Text segment |
-=-=-
What a crazy journey it has been! Pizzaphant turned one this week, which means that we’ve been building this business as our only job for 12 months now. We have learned so much, often through trial by fire, and we would love to tell you our small business tips, if you chose to start your own business. Below are the top 5 small business tips we learned over the past year.
Top 5 Small Business Tips for New Business Owners
1. Meet with as Many Business Owners as Possible
As soon as we started our business, we searched our LinkedIn network and our personal network for any business owners we knew and scheduled meetings with them. Asking other business owners what their struggles were and how they overcame obstacles helps prepare you for the struggles you will eventually have. Starting a business isn’t easy—you are leaving your corporate salary, benefits, and stability to start something that may not even work out. It’s a huge risk, but many people do it and are successful doing it. Find those people, befriend those people, and learn as much as you can about them.
Ask business owners the biggest lessons they learned in their first year. We all have them (and will continue to have them). If you can avoid some of the mistakes others made or be better prepared to deal with them should you make the same mistakes, you will be better off in the long run.
2. Know Your Worth
Unless you are selling a product that has a pre-defined cost, pricing is hard. Especially if you’re selling services. If you have a slow month, you may be tempted to take any business because any money is better than no money. However, this devalues your services and may create more work for you than you’re willing to take on and with less pay than you would’ve otherwise taken. It’s better to set prices that you feel comfortable with and then take into account your experience, education, and the type of lifestyle you’d like to have.
If you have no idea what you should be charging, first start with an hourly rate calculator to figure how much you need to make. Then, do some research on your competitors and see if you can figure out their pricing for the services you plan on offering. Reconcile the two prices: your must-have hourly rate and what your competitors are charging, and you have a good idea of how much you should be charging.
-=-=-
Set exercise A |
Rewrite the stretch of the records from the line containing "target: white lettering | mode: bbox" through the end of the records, replacing "blurred background" with "out-of-focus background" and keeping everything else the same. Give back only that stretch.

Entries |
-=-=-
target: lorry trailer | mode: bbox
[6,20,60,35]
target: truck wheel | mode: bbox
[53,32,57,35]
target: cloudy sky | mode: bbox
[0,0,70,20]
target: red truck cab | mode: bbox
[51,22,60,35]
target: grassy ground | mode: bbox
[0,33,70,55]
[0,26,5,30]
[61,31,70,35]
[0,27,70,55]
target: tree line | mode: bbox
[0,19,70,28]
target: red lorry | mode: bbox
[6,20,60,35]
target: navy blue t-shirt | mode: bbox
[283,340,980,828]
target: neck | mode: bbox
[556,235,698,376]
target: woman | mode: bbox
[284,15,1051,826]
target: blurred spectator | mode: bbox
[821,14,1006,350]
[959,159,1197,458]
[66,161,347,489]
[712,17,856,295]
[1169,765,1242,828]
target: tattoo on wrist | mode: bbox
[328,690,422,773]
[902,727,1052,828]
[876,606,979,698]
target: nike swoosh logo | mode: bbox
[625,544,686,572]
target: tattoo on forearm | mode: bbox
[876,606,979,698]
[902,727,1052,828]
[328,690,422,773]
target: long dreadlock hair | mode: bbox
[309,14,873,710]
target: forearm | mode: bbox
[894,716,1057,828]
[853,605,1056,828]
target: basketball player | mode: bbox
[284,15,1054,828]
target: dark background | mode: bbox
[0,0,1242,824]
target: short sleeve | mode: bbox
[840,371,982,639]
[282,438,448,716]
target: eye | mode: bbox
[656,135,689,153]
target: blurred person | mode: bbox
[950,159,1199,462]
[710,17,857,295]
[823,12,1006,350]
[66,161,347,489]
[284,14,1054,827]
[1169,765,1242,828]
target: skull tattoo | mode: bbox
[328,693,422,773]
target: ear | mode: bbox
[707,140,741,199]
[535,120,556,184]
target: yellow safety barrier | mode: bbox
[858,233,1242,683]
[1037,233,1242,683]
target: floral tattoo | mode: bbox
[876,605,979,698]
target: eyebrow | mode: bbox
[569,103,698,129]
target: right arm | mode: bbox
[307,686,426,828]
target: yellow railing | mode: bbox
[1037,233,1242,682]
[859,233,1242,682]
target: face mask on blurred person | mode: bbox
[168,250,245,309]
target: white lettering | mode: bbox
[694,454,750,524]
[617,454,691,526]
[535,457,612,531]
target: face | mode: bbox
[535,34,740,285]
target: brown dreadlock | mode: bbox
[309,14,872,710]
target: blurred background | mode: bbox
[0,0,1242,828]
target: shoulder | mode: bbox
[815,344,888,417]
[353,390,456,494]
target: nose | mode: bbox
-=-=-
Set exercise B |
Pick up the text on small business tips from where it stops and keep writing it.

Right answer A |
target: white lettering | mode: bbox
[694,454,750,524]
[617,454,691,526]
[535,457,612,531]
target: face | mode: bbox
[535,34,740,285]
target: brown dreadlock | mode: bbox
[309,14,872,710]
target: out-of-focus background | mode: bbox
[0,0,1242,828]
target: shoulder | mode: bbox
[815,344,888,417]
[353,390,456,494]
target: nose | mode: bbox

Right answer B |
3. Build a Network
If you’re coming from a corporate environment, chances are your current network is filled with other people who are also in a corporate environment. While those folks are still important, it’s essential to build a strong referral network of people who will help promote your business. As an entrepreneur, a sales team may not be your first priority, so you need to find people who will act as your sales team. This is where networking groups, Chambers of Commerce, and referral partners come in handy. Everyone is different in how they approach networking, but the more people that you can rely on to help you, promote you, and do business with you, the better.
When we first started, we had no network, hated networking, and never thought it would help grow our business. However, now that we’re a part of a few chambers and referral networking groups, we’ve become better networkers, and have received most of our business from those groups.
4. Determine Your Target Customer
You can’t be all things to all people. If you don’t know the exact type of person or business who needs your products/services, it will be impossible to create effective marketing campaigns, and it will be impossible for others to refer clients to you. Just like Nike could say that their product is perfect for anyone with feet, or anyone who needs shoes, they still segment their customers—female athletes, boy basketball players, etc.—so they can they be more effective in selling their product.
In addition to finding the right target, determine who you want to work with and who you will walk away from. We learned this the hard way. In the beginning, we would take on any client and any marketing item needed. What we discovered is that by trying to be all things to all people and taking on any client just to take on clients forced us to lose the reason why we were different and decreased our passion for the work we were doing. When we became more discerning of who we would work with, we became more passionate about the clients and projects we took on.
It’s hard to say no to a potential client, but if you have a large referral network, you can always refer them to someone else who may be a better fit for them.
5. Have a Marketing Strategy
Out of these small business tips, this one is not necessarily something we learned this year—as marketing strategists, we, of course, have a marketing strategy in place. Rather, we have encountered so many business owners who feel overwhelmed by marketing and either just do whatever seems right or do nothing at all. Marketing is essential for every business, but you should only invest in marketing activities that will provide you with new leads, new business, and a return on investment. When you have a marketing strategy in place, you know how to talk about yourself, how to compete in your marketplace, and what marketing channels (TV, direct mail, social media, etc.) make the most sense for your company.
We recently wrote a blog post for Women Belong on why marketing strategy is so important for businesses. Check it out!
There are so many more lessons we learned and small business tips we could share as our business grew, changed, and pivoted this year. It has been a stressful, wonderful, amazing, hard journey, but it was also the best decision we ever made. Pizzaphant has survived its infant year and we’re so excited to see what the futures brings.
Happy birthday to us!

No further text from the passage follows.